_GIVEN INSTRUCTION_
Which lines in the records below contain the word "green"? Pull out each of those lines in full.

Bounding box annotation entries
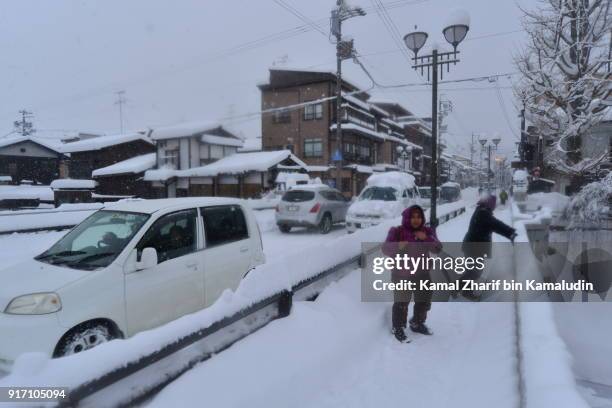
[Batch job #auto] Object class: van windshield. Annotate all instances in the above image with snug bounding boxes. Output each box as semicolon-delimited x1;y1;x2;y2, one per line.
359;187;397;201
34;210;149;270
282;190;314;203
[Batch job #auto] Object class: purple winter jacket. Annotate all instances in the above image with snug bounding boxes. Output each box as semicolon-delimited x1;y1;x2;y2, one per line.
382;205;442;279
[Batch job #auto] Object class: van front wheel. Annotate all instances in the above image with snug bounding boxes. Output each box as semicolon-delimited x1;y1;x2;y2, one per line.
53;322;117;357
319;214;332;234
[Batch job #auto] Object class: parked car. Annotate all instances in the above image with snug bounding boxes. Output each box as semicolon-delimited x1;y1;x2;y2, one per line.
276;184;350;234
440;181;461;203
0;198;264;367
346;171;421;233
418;186;440;208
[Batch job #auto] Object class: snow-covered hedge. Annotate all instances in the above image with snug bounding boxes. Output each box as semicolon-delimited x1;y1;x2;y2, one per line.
566;172;612;228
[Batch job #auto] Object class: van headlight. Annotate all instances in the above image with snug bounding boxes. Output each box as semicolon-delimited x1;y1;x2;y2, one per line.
4;292;62;315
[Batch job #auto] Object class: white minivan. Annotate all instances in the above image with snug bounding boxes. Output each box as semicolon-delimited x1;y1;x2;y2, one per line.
346;171;421;233
0;197;265;369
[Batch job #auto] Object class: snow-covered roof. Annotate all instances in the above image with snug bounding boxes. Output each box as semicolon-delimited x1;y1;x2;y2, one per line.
61;133;153;153
50;179;97;190
151;121;221;140
91;153;156;177
344;164;374;174
329;123;386;141
329;123;423;150
0;136;62;153
176;150;306;177
372;163;399;171
274;171;310;183
105;197;244;214
144;167;178;181
238;136;261;152
306;166;330;172
201;134;244;147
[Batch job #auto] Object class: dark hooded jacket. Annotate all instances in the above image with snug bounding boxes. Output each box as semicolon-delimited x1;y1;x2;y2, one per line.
382;205;442;279
463;195;515;256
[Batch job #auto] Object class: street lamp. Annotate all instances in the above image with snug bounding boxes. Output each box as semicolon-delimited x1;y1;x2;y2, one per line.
404;12;470;228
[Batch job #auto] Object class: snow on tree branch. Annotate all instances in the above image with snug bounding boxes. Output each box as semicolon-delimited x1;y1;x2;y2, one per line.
515;0;612;174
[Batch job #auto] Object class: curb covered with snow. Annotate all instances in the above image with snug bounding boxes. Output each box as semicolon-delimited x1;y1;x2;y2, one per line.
513;204;589;408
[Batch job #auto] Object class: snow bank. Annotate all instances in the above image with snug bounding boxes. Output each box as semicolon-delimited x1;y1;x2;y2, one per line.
519;303;589;408
513;207;588;408
51;179;98;190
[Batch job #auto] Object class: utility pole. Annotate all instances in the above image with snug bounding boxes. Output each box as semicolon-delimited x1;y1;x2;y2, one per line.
115;90;127;134
519;101;527;165
332;0;344;192
13;109;36;137
331;0;366;192
404;16;469;229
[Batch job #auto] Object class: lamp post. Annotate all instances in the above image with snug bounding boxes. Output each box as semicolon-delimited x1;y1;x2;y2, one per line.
404;14;469;229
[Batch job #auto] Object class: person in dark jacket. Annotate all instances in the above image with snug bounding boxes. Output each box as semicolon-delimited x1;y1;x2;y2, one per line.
462;195;516;300
383;205;442;343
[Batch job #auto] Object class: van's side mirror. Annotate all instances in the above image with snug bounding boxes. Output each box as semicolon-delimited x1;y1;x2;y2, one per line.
136;247;157;271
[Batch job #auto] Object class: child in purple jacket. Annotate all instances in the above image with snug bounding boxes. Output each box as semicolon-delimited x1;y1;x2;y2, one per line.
383;205;442;343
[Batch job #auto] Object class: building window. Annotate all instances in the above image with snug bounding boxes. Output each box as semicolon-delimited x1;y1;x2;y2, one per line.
272;109;291;123
160;149;179;167
304;103;323;120
210;145;223;159
304;139;323;157
223;146;238;156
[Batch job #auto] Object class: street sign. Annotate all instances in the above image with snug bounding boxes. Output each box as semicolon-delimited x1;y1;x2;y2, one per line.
332;149;342;161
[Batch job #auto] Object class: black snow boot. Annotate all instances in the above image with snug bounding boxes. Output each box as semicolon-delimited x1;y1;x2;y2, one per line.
410;320;433;336
391;327;410;343
461;290;480;302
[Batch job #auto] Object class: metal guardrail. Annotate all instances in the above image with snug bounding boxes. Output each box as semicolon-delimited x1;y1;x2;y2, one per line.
50;207;465;407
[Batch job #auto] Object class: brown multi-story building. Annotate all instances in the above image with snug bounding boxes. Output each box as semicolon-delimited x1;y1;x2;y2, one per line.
259;68;421;195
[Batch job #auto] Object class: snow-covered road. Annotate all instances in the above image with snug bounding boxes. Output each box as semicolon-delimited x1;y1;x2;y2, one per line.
151;199;518;407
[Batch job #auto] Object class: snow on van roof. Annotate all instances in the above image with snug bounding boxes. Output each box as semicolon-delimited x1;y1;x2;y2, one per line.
366;171;415;190
91;153;156;177
512;169;528;180
50;179;97;190
104;197;244;214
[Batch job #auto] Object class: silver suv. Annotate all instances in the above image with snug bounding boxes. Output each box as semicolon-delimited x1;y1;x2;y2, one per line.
276;185;350;234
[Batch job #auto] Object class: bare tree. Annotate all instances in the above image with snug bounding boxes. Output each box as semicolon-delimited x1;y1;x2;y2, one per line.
515;0;612;175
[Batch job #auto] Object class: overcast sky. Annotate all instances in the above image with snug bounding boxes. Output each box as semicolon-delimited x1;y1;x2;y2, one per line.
0;0;535;159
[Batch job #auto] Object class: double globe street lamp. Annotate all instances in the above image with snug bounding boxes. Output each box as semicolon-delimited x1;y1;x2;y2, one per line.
404;11;470;228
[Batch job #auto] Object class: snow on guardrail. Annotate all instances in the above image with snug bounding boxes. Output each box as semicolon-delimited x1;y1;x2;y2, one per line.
513;206;589;408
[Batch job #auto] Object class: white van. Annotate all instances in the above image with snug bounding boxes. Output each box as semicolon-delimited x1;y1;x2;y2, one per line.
346;171;420;232
0;197;265;369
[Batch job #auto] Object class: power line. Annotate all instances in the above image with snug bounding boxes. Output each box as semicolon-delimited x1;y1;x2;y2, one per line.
370;0;410;63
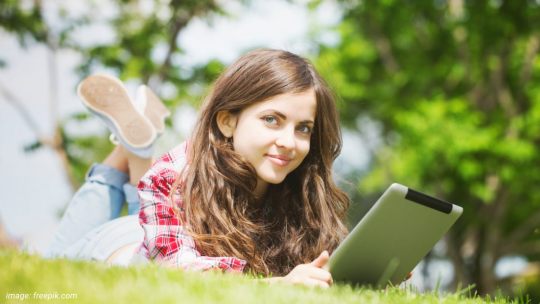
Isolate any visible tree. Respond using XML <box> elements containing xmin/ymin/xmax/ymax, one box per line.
<box><xmin>317</xmin><ymin>0</ymin><xmax>540</xmax><ymax>294</ymax></box>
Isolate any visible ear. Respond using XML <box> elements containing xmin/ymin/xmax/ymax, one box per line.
<box><xmin>216</xmin><ymin>111</ymin><xmax>237</xmax><ymax>138</ymax></box>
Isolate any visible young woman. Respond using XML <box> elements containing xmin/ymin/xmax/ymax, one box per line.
<box><xmin>47</xmin><ymin>50</ymin><xmax>348</xmax><ymax>286</ymax></box>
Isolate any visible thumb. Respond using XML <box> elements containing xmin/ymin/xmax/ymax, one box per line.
<box><xmin>309</xmin><ymin>250</ymin><xmax>330</xmax><ymax>268</ymax></box>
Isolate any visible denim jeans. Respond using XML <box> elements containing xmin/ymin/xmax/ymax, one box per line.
<box><xmin>45</xmin><ymin>164</ymin><xmax>144</xmax><ymax>261</ymax></box>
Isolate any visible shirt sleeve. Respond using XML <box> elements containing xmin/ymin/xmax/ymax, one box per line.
<box><xmin>138</xmin><ymin>143</ymin><xmax>246</xmax><ymax>272</ymax></box>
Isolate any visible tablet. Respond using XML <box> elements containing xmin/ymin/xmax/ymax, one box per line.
<box><xmin>328</xmin><ymin>183</ymin><xmax>463</xmax><ymax>286</ymax></box>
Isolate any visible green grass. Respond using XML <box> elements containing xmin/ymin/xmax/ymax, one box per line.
<box><xmin>0</xmin><ymin>250</ymin><xmax>520</xmax><ymax>304</ymax></box>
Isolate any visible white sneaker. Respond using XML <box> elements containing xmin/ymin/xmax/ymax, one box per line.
<box><xmin>77</xmin><ymin>74</ymin><xmax>158</xmax><ymax>158</ymax></box>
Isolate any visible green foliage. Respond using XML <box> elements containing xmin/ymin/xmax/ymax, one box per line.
<box><xmin>0</xmin><ymin>250</ymin><xmax>516</xmax><ymax>304</ymax></box>
<box><xmin>316</xmin><ymin>1</ymin><xmax>540</xmax><ymax>293</ymax></box>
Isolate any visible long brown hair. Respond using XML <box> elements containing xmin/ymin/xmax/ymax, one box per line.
<box><xmin>171</xmin><ymin>49</ymin><xmax>349</xmax><ymax>275</ymax></box>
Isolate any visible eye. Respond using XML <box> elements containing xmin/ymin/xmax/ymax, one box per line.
<box><xmin>298</xmin><ymin>125</ymin><xmax>311</xmax><ymax>134</ymax></box>
<box><xmin>262</xmin><ymin>115</ymin><xmax>277</xmax><ymax>125</ymax></box>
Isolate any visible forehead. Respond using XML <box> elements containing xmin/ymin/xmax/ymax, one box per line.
<box><xmin>242</xmin><ymin>89</ymin><xmax>317</xmax><ymax>121</ymax></box>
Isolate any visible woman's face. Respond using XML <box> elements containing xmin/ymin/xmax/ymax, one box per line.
<box><xmin>224</xmin><ymin>89</ymin><xmax>317</xmax><ymax>197</ymax></box>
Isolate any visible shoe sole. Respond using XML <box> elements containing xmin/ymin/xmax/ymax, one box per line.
<box><xmin>137</xmin><ymin>85</ymin><xmax>171</xmax><ymax>134</ymax></box>
<box><xmin>77</xmin><ymin>75</ymin><xmax>156</xmax><ymax>148</ymax></box>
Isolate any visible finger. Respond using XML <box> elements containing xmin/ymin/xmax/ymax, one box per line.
<box><xmin>309</xmin><ymin>250</ymin><xmax>330</xmax><ymax>268</ymax></box>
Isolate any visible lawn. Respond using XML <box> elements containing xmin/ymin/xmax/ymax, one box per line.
<box><xmin>0</xmin><ymin>250</ymin><xmax>512</xmax><ymax>304</ymax></box>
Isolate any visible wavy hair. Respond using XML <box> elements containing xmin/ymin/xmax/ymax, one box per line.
<box><xmin>171</xmin><ymin>49</ymin><xmax>349</xmax><ymax>275</ymax></box>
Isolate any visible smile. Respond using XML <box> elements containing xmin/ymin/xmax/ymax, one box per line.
<box><xmin>266</xmin><ymin>154</ymin><xmax>291</xmax><ymax>167</ymax></box>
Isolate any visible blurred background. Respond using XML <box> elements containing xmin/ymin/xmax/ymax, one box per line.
<box><xmin>0</xmin><ymin>0</ymin><xmax>540</xmax><ymax>302</ymax></box>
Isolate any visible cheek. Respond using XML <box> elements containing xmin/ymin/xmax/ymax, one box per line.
<box><xmin>298</xmin><ymin>141</ymin><xmax>310</xmax><ymax>161</ymax></box>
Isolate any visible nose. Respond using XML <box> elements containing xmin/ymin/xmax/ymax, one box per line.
<box><xmin>276</xmin><ymin>128</ymin><xmax>296</xmax><ymax>149</ymax></box>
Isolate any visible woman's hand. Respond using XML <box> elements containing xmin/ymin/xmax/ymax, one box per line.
<box><xmin>274</xmin><ymin>250</ymin><xmax>333</xmax><ymax>288</ymax></box>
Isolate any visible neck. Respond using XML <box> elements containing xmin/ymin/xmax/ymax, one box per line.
<box><xmin>255</xmin><ymin>179</ymin><xmax>268</xmax><ymax>200</ymax></box>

_WRITTEN SOLUTION_
Isolate any visible green grass. Respond using XML <box> elements containing xmin/ymin/xmax/ymax, one box per line.
Isolate any visible green foliage. Respond using XML <box> elements containing xmin/ymin/xmax/ymax, one box per line.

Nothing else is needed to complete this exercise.